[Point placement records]

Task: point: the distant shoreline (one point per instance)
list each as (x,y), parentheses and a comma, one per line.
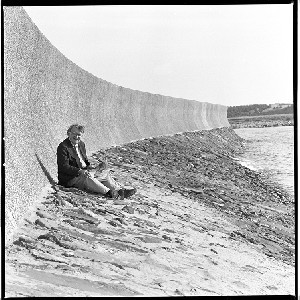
(261,121)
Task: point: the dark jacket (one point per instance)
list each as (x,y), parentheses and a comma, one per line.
(68,161)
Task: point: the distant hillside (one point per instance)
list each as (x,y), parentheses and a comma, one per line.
(259,109)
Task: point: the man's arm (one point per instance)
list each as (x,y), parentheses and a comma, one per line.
(63,162)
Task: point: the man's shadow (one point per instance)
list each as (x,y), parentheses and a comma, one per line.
(47,174)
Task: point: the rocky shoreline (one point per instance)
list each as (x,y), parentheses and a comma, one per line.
(262,121)
(200,224)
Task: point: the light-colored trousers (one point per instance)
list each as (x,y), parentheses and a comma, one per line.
(92,184)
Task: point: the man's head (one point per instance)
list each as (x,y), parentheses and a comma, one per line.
(75,132)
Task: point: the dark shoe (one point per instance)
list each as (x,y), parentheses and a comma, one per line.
(112,194)
(121,194)
(129,192)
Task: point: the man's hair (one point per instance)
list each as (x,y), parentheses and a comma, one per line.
(79,127)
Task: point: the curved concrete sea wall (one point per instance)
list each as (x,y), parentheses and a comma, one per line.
(44,92)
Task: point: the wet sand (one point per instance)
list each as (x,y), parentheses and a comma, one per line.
(199,224)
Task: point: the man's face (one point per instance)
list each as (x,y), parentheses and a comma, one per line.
(75,135)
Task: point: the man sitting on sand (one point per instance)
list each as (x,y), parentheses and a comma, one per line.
(74,169)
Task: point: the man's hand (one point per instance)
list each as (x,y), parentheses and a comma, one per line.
(85,173)
(103,165)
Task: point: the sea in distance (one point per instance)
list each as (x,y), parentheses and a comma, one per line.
(270,150)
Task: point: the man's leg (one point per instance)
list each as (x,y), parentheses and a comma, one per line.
(88,184)
(109,182)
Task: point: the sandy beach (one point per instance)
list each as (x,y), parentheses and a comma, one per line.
(199,224)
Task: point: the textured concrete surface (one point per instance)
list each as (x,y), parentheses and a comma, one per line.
(45,92)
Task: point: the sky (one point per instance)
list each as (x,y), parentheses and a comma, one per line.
(230,55)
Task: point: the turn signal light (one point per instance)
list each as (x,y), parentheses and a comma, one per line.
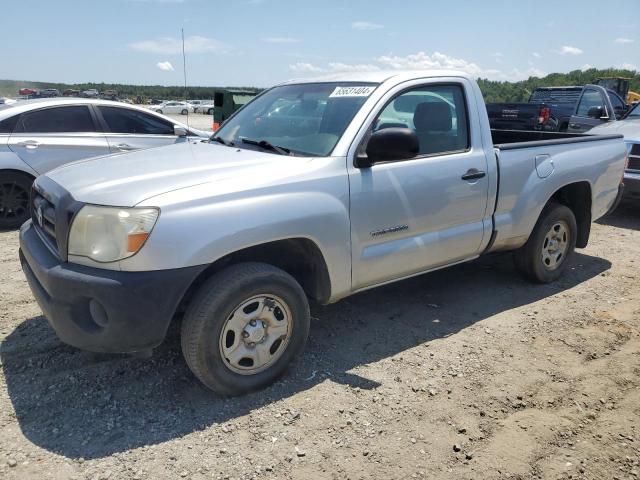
(135,241)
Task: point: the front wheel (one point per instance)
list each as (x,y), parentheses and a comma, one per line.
(244,326)
(14,199)
(544,257)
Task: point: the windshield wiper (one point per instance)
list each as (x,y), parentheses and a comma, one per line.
(221,140)
(267,146)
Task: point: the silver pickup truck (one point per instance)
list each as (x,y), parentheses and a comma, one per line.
(316,189)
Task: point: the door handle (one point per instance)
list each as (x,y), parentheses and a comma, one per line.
(124,147)
(30,144)
(473,174)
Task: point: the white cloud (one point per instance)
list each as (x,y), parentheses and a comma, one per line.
(569,50)
(302,67)
(630,66)
(281,40)
(165,66)
(173,46)
(420,61)
(347,67)
(365,26)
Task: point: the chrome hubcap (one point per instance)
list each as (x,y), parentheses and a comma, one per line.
(554,247)
(256,334)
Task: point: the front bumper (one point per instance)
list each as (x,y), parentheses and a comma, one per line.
(632,185)
(102,310)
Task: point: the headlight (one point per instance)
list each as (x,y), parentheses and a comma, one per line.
(109,234)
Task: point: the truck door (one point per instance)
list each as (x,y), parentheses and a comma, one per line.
(593,108)
(413,215)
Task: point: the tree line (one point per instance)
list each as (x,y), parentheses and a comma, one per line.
(493,91)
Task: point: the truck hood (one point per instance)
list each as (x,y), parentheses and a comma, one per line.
(129,178)
(630,128)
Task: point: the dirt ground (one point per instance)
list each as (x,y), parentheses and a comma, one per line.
(465,373)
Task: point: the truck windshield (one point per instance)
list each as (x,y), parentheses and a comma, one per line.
(304,119)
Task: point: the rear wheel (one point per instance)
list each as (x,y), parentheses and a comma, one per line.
(14,199)
(544,257)
(244,327)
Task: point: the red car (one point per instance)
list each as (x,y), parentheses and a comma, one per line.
(27,91)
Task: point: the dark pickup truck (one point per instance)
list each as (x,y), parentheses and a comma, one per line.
(548,109)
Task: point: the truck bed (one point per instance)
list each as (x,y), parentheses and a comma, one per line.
(512,139)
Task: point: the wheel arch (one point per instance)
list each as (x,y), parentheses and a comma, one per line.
(578,197)
(300,257)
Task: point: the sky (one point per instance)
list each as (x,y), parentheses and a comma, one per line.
(262,42)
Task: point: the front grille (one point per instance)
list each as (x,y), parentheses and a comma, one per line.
(43,214)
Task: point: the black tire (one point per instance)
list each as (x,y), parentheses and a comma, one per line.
(215,302)
(529,259)
(15,188)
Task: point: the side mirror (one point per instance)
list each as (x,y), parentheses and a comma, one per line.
(179,131)
(388,145)
(595,112)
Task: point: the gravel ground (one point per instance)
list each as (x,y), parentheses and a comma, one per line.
(465,373)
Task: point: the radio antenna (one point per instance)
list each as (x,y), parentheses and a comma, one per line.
(184,71)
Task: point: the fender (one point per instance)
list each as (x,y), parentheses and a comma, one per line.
(206,230)
(10,161)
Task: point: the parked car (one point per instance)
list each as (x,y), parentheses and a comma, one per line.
(595,107)
(90,93)
(183,108)
(109,95)
(39,135)
(548,109)
(197,104)
(206,108)
(629,126)
(49,93)
(27,91)
(238,233)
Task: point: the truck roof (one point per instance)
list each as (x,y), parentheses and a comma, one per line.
(379,76)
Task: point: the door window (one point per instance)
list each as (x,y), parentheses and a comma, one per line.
(125,120)
(7,125)
(437,114)
(590,99)
(70,119)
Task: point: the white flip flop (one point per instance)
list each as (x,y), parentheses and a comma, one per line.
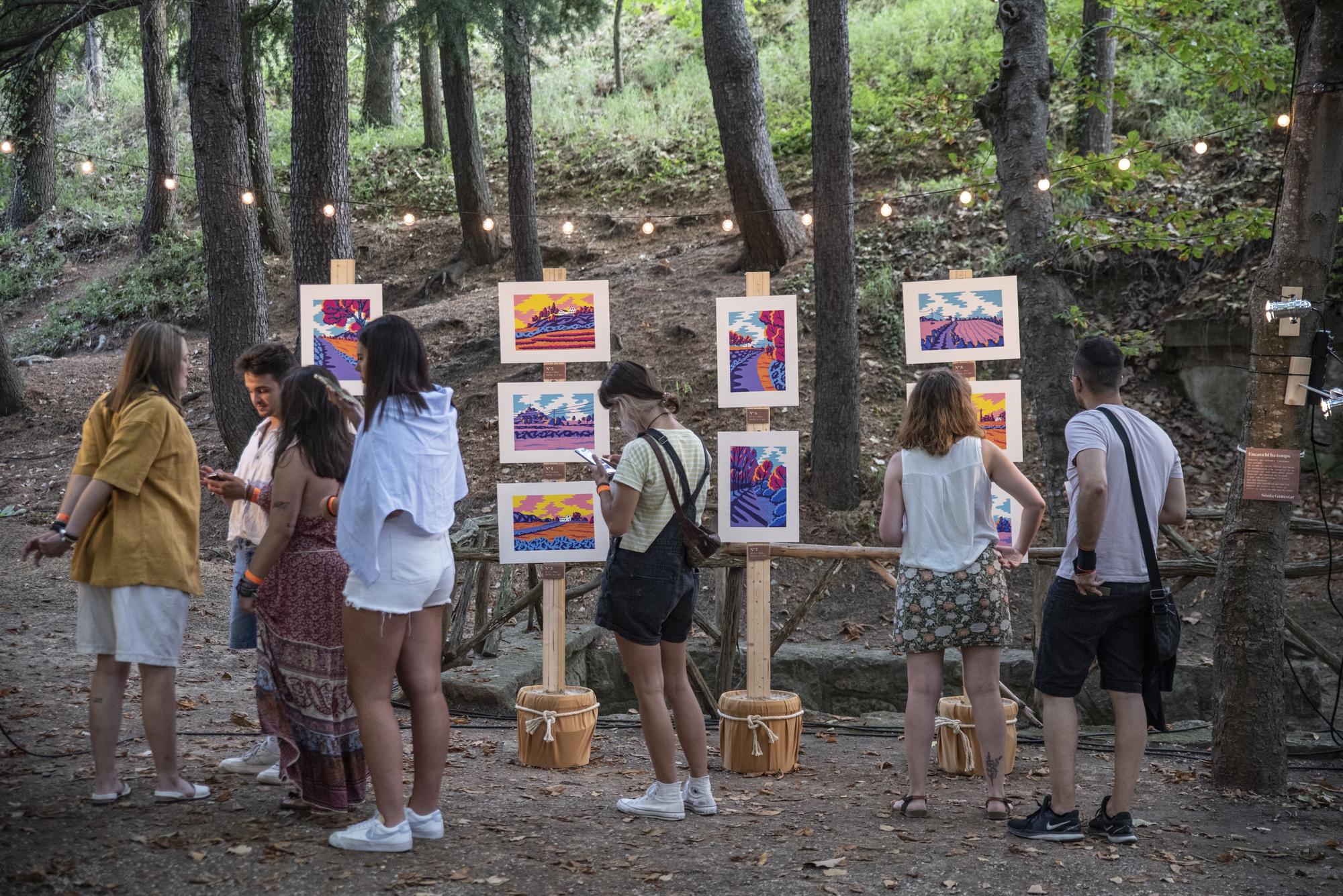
(173,796)
(111,797)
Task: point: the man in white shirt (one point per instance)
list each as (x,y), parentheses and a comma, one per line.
(1099,608)
(263,368)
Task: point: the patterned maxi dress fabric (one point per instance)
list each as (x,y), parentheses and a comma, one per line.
(302,691)
(939,611)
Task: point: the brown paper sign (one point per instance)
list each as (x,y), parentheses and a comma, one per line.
(1272,474)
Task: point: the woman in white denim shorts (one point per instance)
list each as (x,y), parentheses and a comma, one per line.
(393,519)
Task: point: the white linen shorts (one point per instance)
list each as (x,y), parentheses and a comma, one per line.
(134,623)
(416,572)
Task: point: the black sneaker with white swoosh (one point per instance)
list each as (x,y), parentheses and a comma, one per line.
(1046,824)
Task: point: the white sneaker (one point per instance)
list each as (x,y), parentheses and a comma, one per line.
(656,803)
(699,800)
(263,756)
(425,827)
(373,836)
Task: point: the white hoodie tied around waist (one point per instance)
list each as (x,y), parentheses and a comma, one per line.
(406,460)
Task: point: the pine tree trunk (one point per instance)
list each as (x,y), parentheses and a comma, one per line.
(381,106)
(234,277)
(432,81)
(160,134)
(1095,125)
(473,188)
(772,236)
(1016,111)
(835,458)
(1250,741)
(271,211)
(33,99)
(320,136)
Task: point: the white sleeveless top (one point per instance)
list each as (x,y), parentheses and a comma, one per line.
(949,507)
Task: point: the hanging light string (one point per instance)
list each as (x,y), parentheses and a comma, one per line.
(966,192)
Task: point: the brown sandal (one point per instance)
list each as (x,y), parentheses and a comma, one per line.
(911,813)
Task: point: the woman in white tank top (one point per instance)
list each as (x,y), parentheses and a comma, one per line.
(952,593)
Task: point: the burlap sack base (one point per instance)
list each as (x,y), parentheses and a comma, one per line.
(952,752)
(735,741)
(573,745)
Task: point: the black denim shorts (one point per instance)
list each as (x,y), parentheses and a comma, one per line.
(1080,628)
(649,597)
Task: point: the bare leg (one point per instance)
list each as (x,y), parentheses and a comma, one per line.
(105,694)
(1130,745)
(925,674)
(373,647)
(686,709)
(1062,750)
(644,666)
(982,668)
(421,677)
(159,709)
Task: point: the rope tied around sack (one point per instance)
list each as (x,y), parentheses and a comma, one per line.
(755,724)
(549,717)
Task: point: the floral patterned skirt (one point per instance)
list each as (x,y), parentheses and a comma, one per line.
(939,611)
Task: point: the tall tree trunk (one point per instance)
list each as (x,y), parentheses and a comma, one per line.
(522,176)
(234,277)
(616,42)
(1016,111)
(772,236)
(381,103)
(432,81)
(271,211)
(471,183)
(1250,587)
(1095,125)
(835,458)
(160,136)
(320,134)
(33,99)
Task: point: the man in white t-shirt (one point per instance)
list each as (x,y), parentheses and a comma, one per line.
(1099,607)
(263,368)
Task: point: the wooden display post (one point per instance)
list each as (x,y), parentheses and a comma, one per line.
(761,729)
(562,736)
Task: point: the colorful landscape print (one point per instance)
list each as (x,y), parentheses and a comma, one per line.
(554,321)
(757,350)
(759,487)
(969,319)
(554,522)
(557,420)
(336,328)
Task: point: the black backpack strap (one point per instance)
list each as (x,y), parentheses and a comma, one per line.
(1154,573)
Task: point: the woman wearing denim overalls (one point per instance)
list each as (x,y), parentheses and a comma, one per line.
(648,589)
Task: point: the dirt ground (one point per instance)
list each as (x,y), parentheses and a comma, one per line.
(523,831)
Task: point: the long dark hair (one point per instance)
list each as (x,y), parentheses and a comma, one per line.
(396,364)
(314,424)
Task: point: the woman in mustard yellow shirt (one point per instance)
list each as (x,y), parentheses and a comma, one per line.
(132,514)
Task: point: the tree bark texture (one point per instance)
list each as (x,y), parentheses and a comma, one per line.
(772,236)
(432,81)
(33,99)
(1250,746)
(271,209)
(320,134)
(522,152)
(1016,111)
(835,444)
(234,277)
(160,136)
(1095,125)
(381,106)
(469,181)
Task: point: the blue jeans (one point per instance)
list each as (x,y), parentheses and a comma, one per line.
(242,627)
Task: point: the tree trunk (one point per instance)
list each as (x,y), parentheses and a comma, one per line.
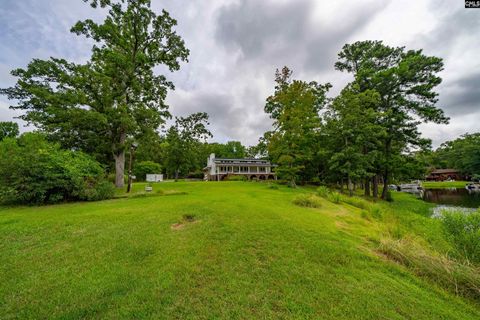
(367,187)
(119,169)
(375,186)
(119,156)
(385,184)
(350,186)
(386,173)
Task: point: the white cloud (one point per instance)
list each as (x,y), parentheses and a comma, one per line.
(237,44)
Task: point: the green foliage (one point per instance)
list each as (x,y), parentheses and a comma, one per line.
(463,230)
(182,141)
(307,200)
(272,186)
(334,197)
(284,253)
(323,191)
(294,108)
(404,82)
(34,171)
(462,154)
(116,95)
(8,130)
(141,169)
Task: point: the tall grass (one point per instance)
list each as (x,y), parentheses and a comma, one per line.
(463,231)
(307,200)
(460,278)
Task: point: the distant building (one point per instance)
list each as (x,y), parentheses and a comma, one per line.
(445,174)
(253,169)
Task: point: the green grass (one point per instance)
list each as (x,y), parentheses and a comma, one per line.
(247,252)
(444,184)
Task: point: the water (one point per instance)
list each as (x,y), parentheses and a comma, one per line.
(453,197)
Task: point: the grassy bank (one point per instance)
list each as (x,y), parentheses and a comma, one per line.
(219,250)
(444,184)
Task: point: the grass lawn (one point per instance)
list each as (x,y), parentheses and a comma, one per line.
(444,184)
(249,254)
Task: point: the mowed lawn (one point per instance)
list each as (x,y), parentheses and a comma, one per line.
(249,254)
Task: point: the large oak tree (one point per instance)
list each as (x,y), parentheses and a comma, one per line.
(117,94)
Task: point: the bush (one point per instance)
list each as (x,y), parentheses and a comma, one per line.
(334,197)
(307,200)
(463,231)
(34,171)
(323,191)
(195,175)
(272,186)
(141,169)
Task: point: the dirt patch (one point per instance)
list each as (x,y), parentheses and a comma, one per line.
(186,219)
(177,226)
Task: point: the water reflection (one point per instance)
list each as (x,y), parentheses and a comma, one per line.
(458,197)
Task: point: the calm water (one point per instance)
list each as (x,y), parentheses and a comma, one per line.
(458,197)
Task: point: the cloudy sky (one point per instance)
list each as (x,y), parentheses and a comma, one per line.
(236,45)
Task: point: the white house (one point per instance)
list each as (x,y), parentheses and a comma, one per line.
(254,169)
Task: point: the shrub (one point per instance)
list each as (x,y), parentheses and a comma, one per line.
(334,197)
(195,175)
(307,200)
(463,231)
(141,169)
(34,171)
(272,186)
(323,191)
(236,178)
(376,212)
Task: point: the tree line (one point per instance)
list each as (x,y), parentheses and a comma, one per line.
(366,136)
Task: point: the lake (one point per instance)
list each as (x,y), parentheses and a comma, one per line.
(458,197)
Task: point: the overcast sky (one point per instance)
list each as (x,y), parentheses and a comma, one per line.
(237,45)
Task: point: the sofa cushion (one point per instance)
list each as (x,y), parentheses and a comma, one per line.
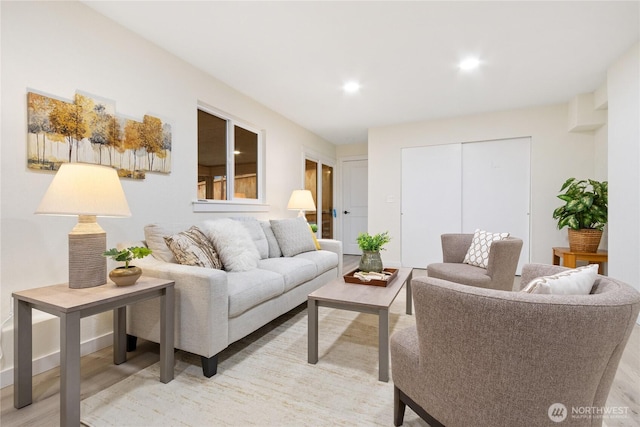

§ WORK TO DO
Please recast the entries, from the line containing "Task: point: the overcast" through the end of the entries, as a numbered list, leaving out blank lines and pictures.

§ FULL RESPONSE
1. Task: point: the overcast sky (one point per instance)
2. list each as (x,y), parentheses and a comma, one per line.
3. (237,45)
4. Task: point: the sofa cushion (one point per instance)
5. list each as (x,y), parentheses and a comma, one per line.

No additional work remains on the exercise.